[Recorded data]
= = = = = = =

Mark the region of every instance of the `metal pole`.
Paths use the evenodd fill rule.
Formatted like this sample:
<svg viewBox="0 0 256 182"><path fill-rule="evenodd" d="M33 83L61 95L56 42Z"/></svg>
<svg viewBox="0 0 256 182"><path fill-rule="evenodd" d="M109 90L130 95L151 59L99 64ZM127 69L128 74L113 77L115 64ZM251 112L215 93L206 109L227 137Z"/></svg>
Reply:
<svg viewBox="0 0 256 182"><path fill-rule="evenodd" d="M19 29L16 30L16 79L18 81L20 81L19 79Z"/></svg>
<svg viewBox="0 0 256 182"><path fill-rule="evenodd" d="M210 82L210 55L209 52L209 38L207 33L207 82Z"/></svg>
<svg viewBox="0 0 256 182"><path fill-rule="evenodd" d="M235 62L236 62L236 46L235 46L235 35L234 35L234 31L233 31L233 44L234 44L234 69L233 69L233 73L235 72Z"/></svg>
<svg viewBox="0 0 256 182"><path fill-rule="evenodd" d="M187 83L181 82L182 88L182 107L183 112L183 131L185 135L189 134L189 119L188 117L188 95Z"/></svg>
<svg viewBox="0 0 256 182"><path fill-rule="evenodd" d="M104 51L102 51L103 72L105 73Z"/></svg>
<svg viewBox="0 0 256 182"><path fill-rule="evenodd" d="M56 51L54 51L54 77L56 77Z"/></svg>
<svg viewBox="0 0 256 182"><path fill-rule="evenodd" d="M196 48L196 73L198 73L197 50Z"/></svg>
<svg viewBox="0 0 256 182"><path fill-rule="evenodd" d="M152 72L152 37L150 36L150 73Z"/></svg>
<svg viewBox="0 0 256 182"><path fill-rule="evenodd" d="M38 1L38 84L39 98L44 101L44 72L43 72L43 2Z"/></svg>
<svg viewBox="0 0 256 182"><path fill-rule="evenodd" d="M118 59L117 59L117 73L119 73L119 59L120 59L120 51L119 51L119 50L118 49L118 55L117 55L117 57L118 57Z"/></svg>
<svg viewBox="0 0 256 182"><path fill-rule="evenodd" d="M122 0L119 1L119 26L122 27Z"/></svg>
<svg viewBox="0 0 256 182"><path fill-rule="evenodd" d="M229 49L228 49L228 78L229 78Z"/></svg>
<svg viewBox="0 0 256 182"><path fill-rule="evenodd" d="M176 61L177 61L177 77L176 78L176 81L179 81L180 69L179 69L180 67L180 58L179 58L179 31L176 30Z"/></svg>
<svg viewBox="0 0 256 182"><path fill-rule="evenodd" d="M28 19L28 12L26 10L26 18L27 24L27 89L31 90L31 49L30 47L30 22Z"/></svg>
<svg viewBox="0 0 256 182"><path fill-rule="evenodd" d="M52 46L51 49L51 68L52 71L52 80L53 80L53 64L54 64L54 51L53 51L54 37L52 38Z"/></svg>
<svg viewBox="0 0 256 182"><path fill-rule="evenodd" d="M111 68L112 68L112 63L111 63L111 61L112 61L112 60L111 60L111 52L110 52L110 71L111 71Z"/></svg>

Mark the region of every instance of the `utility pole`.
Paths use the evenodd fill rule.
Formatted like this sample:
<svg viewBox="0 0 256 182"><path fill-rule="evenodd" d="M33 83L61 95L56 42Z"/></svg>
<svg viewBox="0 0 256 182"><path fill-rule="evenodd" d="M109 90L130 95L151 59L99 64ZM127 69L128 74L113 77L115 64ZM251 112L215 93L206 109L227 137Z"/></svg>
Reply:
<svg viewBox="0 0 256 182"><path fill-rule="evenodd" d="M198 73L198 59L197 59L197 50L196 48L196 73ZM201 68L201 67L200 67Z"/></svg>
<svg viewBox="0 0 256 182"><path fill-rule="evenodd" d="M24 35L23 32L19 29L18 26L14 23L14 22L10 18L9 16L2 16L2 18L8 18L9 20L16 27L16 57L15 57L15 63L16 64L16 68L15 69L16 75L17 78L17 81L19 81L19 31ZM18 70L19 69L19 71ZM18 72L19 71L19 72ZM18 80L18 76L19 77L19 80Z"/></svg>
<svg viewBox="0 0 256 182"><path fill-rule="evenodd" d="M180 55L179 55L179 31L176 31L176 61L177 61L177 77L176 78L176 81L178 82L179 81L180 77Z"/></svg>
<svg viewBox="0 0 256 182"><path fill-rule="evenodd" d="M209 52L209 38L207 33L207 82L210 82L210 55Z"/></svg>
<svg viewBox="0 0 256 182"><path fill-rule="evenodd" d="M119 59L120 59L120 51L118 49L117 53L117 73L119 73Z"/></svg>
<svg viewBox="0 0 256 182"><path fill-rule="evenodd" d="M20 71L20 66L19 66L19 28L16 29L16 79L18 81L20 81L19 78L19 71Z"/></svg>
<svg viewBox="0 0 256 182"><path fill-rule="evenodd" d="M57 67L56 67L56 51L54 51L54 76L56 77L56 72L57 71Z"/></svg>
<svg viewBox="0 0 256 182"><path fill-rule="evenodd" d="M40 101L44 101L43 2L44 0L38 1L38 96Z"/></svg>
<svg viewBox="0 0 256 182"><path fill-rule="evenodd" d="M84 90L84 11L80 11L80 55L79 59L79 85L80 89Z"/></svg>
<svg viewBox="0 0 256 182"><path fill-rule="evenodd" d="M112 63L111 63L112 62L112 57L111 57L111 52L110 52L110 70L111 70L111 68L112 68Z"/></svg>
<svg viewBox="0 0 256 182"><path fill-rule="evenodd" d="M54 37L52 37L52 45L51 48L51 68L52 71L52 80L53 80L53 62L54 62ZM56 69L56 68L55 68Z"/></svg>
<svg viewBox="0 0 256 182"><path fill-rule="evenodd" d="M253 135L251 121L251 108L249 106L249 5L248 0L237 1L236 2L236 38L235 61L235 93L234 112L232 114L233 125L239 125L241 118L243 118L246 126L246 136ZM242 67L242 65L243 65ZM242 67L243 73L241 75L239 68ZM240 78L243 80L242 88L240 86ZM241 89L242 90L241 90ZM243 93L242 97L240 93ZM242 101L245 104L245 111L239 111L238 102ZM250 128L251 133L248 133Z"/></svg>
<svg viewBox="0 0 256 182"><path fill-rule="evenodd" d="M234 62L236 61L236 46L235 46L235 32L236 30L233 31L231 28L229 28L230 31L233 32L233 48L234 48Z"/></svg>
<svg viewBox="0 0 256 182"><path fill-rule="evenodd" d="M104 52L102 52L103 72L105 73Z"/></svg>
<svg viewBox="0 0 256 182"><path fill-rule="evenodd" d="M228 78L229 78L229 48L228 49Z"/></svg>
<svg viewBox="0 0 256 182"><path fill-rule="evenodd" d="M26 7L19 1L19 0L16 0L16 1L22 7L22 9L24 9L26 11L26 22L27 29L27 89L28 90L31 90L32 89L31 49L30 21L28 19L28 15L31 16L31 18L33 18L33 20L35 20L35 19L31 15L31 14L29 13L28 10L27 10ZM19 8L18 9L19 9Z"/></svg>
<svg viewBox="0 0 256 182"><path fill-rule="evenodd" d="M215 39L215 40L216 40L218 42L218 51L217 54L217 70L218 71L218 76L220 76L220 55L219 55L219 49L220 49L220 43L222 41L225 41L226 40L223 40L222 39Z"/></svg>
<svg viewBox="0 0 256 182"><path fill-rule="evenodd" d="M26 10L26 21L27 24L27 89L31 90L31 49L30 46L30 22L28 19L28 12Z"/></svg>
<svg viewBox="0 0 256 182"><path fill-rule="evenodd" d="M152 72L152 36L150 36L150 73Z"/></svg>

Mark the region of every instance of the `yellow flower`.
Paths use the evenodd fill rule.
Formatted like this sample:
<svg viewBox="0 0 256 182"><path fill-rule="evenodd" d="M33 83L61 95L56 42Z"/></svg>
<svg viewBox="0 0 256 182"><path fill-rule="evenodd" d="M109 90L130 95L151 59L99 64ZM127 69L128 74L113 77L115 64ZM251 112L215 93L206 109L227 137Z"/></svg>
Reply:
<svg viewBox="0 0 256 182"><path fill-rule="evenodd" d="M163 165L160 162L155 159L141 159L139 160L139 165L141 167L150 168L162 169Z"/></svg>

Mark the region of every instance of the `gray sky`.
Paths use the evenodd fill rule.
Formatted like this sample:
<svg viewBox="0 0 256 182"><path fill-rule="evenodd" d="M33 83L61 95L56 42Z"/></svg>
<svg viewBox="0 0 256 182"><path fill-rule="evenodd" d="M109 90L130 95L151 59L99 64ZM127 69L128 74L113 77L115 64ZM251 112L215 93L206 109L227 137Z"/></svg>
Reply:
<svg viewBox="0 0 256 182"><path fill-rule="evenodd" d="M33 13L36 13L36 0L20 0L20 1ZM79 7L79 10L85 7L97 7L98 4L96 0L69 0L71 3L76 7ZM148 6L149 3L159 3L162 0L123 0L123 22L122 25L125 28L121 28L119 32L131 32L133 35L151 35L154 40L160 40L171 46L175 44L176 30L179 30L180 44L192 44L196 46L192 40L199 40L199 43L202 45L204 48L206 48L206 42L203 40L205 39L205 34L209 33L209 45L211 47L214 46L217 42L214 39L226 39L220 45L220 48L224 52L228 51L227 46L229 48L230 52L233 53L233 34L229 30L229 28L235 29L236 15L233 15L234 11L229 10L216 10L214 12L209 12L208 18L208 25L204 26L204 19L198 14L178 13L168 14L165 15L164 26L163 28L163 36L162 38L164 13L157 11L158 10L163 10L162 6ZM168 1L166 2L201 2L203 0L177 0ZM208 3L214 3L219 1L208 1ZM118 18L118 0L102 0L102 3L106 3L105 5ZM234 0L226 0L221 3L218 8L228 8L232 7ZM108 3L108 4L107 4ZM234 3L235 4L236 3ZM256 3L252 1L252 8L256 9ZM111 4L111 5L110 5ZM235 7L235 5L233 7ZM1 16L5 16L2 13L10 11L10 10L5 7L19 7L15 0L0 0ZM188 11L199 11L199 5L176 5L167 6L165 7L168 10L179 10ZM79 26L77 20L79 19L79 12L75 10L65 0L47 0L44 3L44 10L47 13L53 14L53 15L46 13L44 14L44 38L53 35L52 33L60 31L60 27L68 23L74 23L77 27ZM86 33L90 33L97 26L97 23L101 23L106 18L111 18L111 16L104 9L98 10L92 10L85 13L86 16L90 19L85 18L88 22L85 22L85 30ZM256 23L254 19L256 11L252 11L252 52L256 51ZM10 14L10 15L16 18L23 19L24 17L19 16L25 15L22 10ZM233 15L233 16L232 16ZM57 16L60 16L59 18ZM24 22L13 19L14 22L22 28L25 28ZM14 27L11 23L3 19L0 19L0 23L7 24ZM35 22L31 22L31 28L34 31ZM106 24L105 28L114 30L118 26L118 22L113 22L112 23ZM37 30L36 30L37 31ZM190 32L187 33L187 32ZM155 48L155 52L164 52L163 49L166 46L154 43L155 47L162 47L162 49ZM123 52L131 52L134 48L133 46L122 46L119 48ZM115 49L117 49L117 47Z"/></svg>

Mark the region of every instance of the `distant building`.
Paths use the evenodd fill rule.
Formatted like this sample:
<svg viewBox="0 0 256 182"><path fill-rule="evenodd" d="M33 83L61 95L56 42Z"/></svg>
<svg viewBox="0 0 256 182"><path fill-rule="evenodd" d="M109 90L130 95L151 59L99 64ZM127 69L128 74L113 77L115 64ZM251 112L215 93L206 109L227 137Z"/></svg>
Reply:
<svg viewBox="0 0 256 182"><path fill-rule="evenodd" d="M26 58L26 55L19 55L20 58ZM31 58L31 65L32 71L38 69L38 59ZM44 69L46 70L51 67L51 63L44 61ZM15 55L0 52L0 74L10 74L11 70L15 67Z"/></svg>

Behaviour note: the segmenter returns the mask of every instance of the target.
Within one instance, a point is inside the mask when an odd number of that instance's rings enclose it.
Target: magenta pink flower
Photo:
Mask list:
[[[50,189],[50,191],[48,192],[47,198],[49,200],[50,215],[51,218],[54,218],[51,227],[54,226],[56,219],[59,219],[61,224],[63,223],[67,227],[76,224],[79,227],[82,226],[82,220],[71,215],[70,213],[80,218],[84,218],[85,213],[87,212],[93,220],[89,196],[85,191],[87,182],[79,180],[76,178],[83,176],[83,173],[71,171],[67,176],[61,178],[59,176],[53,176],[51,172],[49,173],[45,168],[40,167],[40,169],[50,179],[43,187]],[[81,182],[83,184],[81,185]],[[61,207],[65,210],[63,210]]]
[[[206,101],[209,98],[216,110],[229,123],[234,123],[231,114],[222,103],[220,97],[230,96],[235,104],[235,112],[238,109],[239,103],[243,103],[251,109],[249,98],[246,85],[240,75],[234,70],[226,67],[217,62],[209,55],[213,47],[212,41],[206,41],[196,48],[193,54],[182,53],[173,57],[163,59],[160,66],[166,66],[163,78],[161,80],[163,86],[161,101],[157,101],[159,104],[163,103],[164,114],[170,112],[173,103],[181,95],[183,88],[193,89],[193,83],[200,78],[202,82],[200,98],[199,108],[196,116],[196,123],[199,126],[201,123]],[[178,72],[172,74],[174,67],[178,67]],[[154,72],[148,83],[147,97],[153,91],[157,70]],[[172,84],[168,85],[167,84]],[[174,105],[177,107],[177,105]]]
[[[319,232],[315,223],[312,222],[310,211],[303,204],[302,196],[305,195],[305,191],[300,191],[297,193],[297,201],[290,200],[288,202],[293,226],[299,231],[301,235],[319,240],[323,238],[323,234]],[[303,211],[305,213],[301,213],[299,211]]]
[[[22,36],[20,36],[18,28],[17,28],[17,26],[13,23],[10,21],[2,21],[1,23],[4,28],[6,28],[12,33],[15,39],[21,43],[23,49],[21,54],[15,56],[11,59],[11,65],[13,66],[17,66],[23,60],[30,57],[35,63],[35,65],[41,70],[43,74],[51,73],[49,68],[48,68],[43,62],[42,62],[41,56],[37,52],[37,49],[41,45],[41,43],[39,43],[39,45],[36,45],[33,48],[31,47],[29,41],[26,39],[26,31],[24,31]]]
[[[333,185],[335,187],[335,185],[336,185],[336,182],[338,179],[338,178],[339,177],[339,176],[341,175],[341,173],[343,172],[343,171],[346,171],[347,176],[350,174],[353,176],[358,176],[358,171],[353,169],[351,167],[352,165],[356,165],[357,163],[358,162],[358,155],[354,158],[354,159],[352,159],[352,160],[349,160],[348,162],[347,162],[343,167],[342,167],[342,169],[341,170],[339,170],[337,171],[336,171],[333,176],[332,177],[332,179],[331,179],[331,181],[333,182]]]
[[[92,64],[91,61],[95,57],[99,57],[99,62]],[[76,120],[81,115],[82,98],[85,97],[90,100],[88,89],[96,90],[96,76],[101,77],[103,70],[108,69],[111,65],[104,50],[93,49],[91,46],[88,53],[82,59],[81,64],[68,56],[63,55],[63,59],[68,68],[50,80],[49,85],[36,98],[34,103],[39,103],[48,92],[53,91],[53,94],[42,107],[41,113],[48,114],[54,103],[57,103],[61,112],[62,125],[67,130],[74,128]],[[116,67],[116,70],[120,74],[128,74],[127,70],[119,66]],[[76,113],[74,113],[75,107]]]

= = = = = = =

> [DO THIS] Please find each line in the rows above that contains the word "Mark", and copy those lines out in full.

> [ANSWER TO THE TASK]
Mark the region of every instance of the `metal pole`.
Mark the region of every instance of the `utility pole`.
Mark the region of every instance of the `yellow flower`.
Mark the region of every instance of the `gray sky`.
Mark the region of every instance of the `distant building`.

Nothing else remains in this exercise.